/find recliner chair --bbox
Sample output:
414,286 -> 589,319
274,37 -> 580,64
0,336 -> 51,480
* * * * *
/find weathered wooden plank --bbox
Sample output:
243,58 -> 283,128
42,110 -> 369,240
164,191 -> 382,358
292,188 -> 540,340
* * * * *
- _Problem to solve_
Reproduce the listing from the line with "recliner chair --bbox" up to and including the line with "0,336 -> 51,480", swapping "Sample output" for "Example output" and leaving everything else unchanged.

- _Written solution_
/find recliner chair --bbox
Example output:
414,286 -> 589,319
274,37 -> 580,64
0,336 -> 51,480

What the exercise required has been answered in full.